EXERCISE INPUTS START
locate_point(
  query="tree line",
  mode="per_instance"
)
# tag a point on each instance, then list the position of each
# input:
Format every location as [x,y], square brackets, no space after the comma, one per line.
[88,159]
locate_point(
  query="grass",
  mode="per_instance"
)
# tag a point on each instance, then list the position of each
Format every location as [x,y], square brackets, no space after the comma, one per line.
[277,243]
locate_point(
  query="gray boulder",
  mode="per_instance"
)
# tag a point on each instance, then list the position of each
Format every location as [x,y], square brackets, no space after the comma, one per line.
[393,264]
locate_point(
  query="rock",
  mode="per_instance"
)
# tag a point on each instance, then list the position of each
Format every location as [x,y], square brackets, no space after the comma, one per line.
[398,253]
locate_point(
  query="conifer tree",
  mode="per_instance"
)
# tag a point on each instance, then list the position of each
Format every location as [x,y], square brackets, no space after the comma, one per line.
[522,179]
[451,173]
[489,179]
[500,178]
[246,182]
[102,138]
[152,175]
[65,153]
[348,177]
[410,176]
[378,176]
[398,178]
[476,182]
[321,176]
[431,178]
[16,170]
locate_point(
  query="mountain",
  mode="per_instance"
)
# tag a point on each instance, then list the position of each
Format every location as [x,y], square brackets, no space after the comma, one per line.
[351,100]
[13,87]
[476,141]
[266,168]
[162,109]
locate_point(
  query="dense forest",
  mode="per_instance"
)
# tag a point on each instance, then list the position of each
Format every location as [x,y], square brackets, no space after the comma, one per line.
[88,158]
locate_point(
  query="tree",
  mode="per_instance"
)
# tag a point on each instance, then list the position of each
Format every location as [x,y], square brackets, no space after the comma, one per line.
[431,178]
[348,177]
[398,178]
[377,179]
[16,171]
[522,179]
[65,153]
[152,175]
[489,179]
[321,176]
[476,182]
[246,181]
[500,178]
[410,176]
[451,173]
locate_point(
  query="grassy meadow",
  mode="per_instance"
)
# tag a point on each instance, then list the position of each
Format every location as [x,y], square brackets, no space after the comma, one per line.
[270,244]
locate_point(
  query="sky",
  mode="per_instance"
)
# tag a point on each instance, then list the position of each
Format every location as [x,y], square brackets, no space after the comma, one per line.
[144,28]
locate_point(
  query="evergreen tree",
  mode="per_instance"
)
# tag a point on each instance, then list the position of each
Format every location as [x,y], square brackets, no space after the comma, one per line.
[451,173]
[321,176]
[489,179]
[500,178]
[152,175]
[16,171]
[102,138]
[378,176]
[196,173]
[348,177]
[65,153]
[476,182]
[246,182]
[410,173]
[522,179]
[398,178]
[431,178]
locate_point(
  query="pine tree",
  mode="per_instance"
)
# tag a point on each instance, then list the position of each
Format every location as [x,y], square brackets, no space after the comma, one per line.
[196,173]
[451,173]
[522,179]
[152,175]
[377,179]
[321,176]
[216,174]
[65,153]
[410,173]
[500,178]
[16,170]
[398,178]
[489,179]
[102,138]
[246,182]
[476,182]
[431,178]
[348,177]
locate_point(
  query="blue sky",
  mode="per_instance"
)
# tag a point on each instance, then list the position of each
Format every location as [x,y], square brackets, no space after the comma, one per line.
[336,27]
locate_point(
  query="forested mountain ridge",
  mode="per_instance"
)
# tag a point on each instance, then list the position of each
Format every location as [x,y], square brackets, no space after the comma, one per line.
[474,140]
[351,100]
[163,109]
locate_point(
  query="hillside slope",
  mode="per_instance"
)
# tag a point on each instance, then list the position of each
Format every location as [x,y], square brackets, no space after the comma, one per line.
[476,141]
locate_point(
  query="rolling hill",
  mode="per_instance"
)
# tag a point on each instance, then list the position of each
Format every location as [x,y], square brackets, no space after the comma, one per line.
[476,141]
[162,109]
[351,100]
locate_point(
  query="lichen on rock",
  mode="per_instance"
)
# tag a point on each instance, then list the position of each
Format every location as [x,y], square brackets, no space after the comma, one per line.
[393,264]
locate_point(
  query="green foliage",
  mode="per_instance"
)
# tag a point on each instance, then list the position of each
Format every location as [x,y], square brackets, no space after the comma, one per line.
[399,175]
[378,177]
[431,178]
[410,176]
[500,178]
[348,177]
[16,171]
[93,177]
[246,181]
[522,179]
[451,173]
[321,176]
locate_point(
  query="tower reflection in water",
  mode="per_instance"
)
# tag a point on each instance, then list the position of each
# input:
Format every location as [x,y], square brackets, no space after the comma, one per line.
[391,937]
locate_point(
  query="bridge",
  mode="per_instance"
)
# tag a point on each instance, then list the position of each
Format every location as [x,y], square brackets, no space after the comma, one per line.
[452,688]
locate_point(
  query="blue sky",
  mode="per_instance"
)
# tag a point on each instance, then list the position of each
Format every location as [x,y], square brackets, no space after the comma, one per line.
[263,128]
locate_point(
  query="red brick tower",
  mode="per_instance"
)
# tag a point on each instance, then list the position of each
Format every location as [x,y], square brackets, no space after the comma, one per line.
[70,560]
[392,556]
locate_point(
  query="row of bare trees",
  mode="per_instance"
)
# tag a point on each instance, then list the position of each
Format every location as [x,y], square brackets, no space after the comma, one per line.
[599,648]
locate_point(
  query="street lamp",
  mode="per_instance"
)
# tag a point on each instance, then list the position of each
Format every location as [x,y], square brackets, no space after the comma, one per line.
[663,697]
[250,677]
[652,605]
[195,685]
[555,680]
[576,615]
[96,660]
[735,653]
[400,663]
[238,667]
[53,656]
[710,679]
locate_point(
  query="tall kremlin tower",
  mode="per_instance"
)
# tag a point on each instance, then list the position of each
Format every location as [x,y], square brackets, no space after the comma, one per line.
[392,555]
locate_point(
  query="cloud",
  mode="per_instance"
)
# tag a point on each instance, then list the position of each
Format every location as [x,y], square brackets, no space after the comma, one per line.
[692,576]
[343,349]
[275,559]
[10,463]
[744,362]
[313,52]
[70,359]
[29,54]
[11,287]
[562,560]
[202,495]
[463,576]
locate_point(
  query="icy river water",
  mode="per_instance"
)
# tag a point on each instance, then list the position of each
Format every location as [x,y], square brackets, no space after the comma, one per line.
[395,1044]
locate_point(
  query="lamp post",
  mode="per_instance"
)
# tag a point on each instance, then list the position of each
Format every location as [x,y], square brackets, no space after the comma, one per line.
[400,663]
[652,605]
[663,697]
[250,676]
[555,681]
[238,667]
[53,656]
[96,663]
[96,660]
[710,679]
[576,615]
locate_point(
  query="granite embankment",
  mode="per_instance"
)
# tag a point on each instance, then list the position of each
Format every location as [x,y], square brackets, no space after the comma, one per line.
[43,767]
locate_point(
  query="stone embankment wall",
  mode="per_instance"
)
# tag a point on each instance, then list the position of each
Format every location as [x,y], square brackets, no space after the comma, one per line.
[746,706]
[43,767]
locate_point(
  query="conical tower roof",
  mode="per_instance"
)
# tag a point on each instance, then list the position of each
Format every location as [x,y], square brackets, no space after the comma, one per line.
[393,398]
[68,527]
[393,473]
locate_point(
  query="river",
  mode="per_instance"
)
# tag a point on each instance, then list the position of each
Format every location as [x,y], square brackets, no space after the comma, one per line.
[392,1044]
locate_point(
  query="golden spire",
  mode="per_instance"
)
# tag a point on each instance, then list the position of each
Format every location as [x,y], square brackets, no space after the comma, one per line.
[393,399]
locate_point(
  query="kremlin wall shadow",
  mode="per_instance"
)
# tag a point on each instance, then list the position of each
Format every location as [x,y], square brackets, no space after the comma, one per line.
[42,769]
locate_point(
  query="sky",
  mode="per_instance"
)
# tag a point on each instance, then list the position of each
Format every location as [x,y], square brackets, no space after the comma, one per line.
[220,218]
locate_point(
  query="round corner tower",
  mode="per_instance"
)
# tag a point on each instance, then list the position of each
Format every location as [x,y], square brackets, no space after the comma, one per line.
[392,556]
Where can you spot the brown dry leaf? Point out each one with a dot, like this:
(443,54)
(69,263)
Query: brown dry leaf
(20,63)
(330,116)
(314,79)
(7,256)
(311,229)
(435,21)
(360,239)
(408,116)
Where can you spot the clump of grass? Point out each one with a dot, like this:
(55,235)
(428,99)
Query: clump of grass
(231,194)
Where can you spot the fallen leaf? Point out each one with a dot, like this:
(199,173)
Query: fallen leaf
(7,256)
EXERCISE INPUTS END
- TRY IT -
Among the lines above, return those that contain the string "with".

- TASK OUTPUT -
Where can you spot the brown dry leaf? Point out each one with a dot, like this:
Where can you spot the clump of grass? Point out each one with a dot, like this:
Where can you spot the fallen leaf? Point out each one with a dot, like this:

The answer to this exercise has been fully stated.